**GIVEN PROBLEM 1**
Answer these questions using the article on Trump's scandals:
(a) Whom did Trump attack for being captured in Vietnam?
(b) Whom did Donald Trump Jr. set up a meeting with?
(c) What majority of the Senate must vote to convict for Trump to be permanently removed from office?
--- BEGIN PAGE TEXT ---
Would his casual description of Mexican immigrants as rapists in his announcement speech force him to drop out shortly after he jumped in? Would his attack on John McCain for being captured in Vietnam end his campaign? Would proposing an all-out ban on Muslim immigration? What about the revelation of a tape where he brags about sexually assaulting women? Or the stories from multiple women who claimed he did, in fact, sexually assault them? Or firing the FBI director to impede an investigation into his administration? Or leaking highly classified information to the Russian government? Would any of these be enough to finally bring Trump down?
As it turns out, the answer in each case was no. None of these were enough to stop Trump from winning the presidency, or to force him out of it. And there’s no reason to think the revelation that Donald Trump Jr. enthusiastically set up a meeting with a lawyer promising assistance as "part of Russia and its government's support for Mr. Trump" will be any different.
The truth is that whether or not Trump is “brought down” has at best an indirect relationship to the gravity of the charges against him. His fate depends much more heavily on how Republican leaders in Congress respond to the scandals in question than it does on those scandals’ details or severity. Trump is the American president. He can only be permanently removed from office if a majority of the House votes to impeach and a two-thirds majority of the Senate votes to convict. He can’t be charged in federal courts like a normal civilian.
--- END PAGE TEXT ---
--- BEGIN ENTRIES PROVIDED ---
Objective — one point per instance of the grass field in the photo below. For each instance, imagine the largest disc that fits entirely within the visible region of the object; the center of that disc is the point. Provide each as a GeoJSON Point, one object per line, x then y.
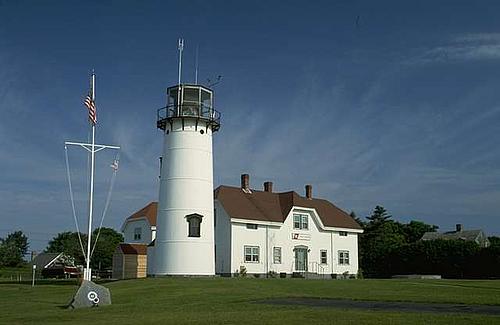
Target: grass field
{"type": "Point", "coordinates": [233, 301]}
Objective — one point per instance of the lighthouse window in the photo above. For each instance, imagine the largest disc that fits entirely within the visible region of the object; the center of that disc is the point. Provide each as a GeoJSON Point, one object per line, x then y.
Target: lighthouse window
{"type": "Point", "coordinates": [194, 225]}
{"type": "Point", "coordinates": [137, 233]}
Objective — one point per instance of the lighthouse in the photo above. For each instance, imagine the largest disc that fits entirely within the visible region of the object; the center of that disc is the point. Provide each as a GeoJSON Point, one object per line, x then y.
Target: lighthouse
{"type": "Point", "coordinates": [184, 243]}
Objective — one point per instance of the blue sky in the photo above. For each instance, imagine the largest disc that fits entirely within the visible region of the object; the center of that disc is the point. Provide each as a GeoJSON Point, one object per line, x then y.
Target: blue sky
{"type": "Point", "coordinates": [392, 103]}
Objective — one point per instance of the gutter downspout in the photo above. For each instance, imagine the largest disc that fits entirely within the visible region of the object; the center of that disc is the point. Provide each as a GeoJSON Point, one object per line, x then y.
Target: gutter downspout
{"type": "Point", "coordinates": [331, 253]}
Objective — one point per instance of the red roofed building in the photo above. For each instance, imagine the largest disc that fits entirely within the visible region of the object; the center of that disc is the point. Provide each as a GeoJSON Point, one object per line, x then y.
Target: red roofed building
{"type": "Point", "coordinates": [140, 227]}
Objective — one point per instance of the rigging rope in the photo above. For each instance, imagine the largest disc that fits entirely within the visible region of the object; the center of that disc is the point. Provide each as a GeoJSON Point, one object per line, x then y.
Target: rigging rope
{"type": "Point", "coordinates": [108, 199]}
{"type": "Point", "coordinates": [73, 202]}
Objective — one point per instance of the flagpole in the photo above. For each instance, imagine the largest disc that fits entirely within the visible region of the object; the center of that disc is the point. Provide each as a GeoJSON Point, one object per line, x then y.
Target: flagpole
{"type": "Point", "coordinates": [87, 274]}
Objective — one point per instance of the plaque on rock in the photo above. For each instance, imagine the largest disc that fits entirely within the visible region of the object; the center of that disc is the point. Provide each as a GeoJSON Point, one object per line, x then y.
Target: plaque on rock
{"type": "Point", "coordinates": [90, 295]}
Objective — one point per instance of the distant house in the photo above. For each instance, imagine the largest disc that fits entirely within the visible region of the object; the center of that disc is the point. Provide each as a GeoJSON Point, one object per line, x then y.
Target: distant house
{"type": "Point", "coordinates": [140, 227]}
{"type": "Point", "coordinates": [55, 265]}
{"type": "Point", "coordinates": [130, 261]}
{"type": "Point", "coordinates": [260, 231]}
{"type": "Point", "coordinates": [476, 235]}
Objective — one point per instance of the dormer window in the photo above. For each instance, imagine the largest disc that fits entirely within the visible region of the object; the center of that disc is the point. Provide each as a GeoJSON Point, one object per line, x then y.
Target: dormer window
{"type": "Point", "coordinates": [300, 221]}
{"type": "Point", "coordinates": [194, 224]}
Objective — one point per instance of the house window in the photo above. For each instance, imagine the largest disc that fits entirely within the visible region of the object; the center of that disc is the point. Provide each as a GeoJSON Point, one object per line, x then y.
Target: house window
--- END ENTRIES PROVIDED ---
--- BEGIN ENTRIES PROVIDED ---
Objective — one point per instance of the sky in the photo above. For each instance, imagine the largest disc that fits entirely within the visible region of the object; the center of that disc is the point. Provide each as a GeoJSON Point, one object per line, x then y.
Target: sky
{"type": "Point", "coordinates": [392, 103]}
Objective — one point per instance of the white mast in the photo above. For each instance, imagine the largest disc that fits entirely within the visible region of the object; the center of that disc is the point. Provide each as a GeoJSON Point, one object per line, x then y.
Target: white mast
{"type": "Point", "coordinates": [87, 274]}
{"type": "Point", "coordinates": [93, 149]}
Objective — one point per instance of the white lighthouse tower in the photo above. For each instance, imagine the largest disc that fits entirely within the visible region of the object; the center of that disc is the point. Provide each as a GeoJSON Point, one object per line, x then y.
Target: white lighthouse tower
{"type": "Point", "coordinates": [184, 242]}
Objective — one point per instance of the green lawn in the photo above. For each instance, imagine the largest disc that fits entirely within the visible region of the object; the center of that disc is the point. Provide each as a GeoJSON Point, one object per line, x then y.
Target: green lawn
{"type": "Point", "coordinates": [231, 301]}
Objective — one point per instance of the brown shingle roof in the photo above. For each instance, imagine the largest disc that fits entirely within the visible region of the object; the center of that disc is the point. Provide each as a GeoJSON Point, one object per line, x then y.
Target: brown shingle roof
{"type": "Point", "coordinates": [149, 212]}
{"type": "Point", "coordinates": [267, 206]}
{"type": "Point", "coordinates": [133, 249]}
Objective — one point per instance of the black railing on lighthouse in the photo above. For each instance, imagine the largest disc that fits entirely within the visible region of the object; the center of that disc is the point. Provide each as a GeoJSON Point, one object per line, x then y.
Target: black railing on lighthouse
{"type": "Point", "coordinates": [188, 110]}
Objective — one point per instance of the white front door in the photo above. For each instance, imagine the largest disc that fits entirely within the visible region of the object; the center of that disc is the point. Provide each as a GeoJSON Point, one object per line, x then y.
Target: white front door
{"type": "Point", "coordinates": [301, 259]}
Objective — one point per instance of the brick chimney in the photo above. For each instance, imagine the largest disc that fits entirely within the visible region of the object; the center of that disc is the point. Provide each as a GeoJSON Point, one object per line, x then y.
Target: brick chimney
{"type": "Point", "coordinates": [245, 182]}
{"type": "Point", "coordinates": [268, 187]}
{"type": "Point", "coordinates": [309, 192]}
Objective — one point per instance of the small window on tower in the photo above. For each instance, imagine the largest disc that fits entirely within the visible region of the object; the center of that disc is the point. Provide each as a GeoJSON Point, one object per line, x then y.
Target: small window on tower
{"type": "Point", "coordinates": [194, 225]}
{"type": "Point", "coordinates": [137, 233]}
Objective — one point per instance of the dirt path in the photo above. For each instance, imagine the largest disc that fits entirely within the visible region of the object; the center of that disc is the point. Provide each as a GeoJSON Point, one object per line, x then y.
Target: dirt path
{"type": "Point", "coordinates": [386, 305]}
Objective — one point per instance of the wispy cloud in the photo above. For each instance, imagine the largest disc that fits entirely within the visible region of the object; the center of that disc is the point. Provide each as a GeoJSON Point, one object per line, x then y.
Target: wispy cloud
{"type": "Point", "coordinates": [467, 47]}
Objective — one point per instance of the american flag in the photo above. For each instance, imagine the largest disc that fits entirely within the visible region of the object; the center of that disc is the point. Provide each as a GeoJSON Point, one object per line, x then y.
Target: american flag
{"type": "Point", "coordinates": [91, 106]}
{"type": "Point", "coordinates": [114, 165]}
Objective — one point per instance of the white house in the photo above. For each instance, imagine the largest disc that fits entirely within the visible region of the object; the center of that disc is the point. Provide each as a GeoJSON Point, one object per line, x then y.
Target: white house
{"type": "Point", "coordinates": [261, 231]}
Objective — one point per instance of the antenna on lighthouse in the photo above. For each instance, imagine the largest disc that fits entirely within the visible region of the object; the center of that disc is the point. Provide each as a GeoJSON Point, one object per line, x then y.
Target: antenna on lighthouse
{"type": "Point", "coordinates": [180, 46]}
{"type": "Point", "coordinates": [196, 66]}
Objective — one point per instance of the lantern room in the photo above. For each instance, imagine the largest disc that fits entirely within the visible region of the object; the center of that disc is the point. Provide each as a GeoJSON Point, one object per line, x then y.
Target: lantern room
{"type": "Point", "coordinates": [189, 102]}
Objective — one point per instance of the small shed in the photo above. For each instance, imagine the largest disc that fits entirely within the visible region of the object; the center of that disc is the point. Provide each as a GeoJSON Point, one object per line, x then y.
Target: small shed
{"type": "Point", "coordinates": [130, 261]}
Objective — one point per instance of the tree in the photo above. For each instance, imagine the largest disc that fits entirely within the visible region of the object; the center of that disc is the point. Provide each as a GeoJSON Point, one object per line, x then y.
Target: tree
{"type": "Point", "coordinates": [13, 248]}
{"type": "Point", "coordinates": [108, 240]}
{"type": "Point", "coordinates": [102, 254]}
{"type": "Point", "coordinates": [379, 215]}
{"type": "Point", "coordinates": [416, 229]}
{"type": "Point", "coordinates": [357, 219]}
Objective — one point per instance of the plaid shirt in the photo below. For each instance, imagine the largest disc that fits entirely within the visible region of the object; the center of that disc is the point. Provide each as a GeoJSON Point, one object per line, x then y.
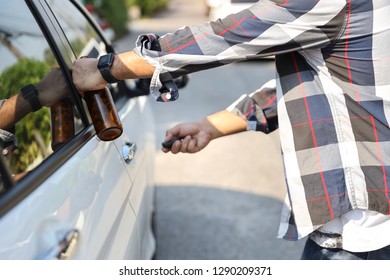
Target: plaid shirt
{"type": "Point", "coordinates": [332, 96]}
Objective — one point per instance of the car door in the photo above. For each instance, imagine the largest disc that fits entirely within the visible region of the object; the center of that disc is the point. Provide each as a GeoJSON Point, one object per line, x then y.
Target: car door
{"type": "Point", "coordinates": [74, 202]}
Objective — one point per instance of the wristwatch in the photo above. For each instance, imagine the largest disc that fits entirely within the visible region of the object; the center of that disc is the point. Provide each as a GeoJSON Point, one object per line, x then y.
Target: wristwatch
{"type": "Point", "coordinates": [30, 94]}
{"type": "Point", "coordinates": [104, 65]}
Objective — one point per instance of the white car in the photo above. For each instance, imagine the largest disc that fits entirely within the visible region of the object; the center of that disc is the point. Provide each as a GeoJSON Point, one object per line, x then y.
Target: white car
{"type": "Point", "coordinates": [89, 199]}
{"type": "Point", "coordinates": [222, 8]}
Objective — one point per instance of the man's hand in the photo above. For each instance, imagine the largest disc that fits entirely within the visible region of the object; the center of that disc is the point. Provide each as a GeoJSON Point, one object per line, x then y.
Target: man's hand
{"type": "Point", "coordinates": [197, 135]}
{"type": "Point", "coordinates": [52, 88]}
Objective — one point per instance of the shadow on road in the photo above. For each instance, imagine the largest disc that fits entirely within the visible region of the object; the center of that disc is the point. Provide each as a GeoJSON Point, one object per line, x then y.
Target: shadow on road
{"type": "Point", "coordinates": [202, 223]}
--- END ENTRIES PROVIDED ---
--- BEGIN ENTRIES PROVIDED ---
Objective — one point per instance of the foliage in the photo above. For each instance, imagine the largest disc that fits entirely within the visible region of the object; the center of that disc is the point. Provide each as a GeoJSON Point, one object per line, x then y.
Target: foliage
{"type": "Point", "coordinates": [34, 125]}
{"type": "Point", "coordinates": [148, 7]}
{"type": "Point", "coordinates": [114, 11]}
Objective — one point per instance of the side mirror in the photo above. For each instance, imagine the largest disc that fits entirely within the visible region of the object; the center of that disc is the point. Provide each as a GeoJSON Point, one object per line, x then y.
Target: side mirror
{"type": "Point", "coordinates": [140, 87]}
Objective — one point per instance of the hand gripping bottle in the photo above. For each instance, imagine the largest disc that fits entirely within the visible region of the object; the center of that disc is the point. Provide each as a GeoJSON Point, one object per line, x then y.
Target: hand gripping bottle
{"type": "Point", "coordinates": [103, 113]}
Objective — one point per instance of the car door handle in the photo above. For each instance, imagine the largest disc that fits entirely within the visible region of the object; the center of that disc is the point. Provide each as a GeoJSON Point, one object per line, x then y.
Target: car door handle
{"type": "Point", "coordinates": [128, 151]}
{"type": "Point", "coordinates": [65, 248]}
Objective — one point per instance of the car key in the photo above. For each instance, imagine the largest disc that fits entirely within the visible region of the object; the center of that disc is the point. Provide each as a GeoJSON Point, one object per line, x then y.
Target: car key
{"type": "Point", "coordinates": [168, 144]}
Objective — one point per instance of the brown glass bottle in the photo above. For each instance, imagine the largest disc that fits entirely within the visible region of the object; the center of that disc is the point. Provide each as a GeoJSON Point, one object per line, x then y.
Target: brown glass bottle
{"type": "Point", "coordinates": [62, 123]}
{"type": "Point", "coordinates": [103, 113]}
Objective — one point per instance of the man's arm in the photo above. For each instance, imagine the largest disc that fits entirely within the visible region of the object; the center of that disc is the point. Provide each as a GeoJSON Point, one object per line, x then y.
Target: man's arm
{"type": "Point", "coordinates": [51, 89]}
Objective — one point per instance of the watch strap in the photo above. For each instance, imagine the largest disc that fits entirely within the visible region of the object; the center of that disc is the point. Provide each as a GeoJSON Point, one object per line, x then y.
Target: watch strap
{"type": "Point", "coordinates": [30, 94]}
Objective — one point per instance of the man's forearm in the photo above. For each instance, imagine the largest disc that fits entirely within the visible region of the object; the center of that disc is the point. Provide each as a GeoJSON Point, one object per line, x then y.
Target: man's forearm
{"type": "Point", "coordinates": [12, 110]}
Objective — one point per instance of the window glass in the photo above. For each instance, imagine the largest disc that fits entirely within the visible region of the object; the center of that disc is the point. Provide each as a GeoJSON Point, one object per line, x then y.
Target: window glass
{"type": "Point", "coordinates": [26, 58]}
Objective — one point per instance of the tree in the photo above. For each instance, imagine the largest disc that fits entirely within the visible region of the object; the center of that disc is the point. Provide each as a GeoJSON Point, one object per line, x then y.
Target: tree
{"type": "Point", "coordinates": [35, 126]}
--- END ENTRIES PROVIDED ---
**GIVEN PROBLEM 2**
Tally the lines in the rows that contain the string "shadow". Case counts. Give only the number.

**REPLY 1**
(a) John McCain
(b) A lawyer promising assistance
(c) A two-thirds majority

**REPLY 2**
2